Task goal>
Below are some records; find each line that carries the word "guard" and copy it.
[Records shown — start]
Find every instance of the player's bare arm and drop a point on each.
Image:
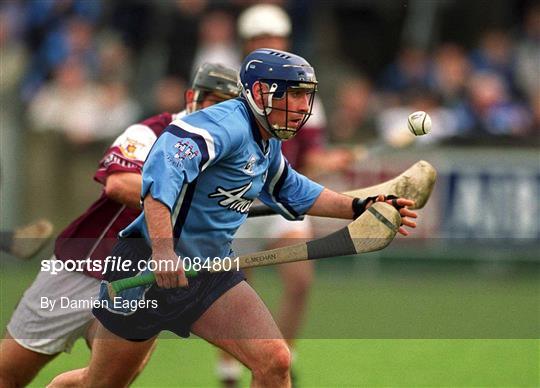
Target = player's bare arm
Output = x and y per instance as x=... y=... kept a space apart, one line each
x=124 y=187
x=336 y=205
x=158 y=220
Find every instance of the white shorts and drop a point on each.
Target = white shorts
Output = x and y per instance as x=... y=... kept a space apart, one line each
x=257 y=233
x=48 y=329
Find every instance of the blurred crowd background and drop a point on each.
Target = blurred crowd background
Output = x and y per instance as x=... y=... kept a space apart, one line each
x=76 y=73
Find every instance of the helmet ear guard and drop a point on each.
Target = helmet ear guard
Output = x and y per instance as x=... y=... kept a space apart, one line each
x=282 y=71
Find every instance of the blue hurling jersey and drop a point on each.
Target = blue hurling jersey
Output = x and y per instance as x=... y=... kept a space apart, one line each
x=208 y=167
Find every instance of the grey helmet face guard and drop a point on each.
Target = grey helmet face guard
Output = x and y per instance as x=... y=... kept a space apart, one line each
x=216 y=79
[Records shown — finish]
[Records shown — start]
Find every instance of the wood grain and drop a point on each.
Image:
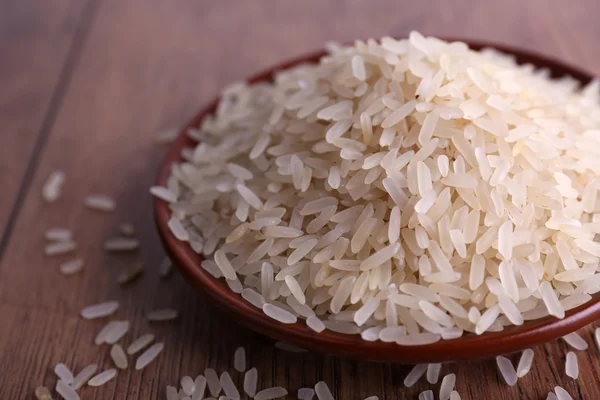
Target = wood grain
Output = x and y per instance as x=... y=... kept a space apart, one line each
[Records shown — finish]
Answer>
Find every instance of the helmet ear guard and drop a point on each.
Target = helmet ear guard
Find every instance of the grey helmet face guard and drop a point on each.
Target = grey helmet face guard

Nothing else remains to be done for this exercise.